--- The data ---
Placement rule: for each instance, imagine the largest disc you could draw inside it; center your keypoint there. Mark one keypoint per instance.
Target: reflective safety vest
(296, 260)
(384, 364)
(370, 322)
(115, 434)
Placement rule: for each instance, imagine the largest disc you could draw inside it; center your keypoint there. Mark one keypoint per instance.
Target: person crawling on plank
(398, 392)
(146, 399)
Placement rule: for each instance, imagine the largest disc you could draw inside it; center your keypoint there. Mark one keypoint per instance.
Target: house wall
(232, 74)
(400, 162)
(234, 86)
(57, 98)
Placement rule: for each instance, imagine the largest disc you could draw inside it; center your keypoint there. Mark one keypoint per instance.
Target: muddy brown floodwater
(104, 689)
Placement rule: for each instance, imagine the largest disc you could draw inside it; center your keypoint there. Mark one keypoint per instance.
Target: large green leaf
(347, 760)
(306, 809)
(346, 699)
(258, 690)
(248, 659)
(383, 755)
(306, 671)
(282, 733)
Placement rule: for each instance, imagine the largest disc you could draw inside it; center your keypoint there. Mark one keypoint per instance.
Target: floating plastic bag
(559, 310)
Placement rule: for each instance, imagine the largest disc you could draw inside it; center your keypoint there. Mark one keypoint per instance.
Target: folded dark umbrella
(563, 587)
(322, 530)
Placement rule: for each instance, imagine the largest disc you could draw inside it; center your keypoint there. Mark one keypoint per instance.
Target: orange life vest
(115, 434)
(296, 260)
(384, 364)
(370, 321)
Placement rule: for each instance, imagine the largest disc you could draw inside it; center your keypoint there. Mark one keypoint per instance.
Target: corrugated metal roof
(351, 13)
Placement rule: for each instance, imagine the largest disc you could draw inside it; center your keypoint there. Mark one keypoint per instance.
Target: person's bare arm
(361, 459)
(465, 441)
---
All records shown above are to be reproduced without any alteration.

> _Reply_
Placement rule: for each instance, imagine the largest disc you could draw inside it; center your keypoint there. Mark one keypoint per instance.
Target: reflective safety vest
(296, 260)
(384, 364)
(370, 322)
(115, 434)
Placement rule: for each instance, imagine the largest disc you could draw inside it; center your keypoint there. Mark one keypoint per instance.
Target: person crawling on plank
(398, 392)
(146, 399)
Placement rule: for each instance, imagine the largest disc you could draw inside it; center your keypoint there. Mark one keypoint per instance.
Target: house wall
(232, 74)
(400, 162)
(234, 86)
(57, 98)
Placement rule: for each instance, imagine the largest disc you could draw inside it; center your keypoint there. Mark one keypoint per instance.
Target: muddy brown floodwater
(104, 689)
Placement rule: for each instance, imagine the largest disc you could draw inside it; center your keypoint there. Mark one keypoint per instance.
Target: large green leaf
(347, 760)
(306, 809)
(346, 699)
(258, 690)
(248, 659)
(383, 755)
(306, 671)
(282, 733)
Placement rule: for each instance, imagine the largest disc you could draw inside it; center your keypoint there. Mark one keypoint per instance.
Target: floating plastic bag
(559, 310)
Placement rule: for each instance, imagine the largest disc you could draw inside it; center your keypoint there. Mark one keypoint per instance.
Target: folded dark umbrella
(563, 587)
(322, 530)
Placement rule: for each instance, imagine the largest disc you could draw inside it; center your keypoint there. Mark one keypoint per instance.
Target: orange life vest
(115, 434)
(296, 260)
(384, 364)
(370, 321)
Placement rule: for each instance, imagine the largest disc you could draw inside it; center your keypoint there. Mark one keypoint per instance.
Target: corrugated metal roof
(351, 13)
Placement rule: for each instance, imagine the largest disc you could draw inside it; center your keypoint there. Mark one keypoint per instance.
Target: person's bare arm
(361, 459)
(465, 441)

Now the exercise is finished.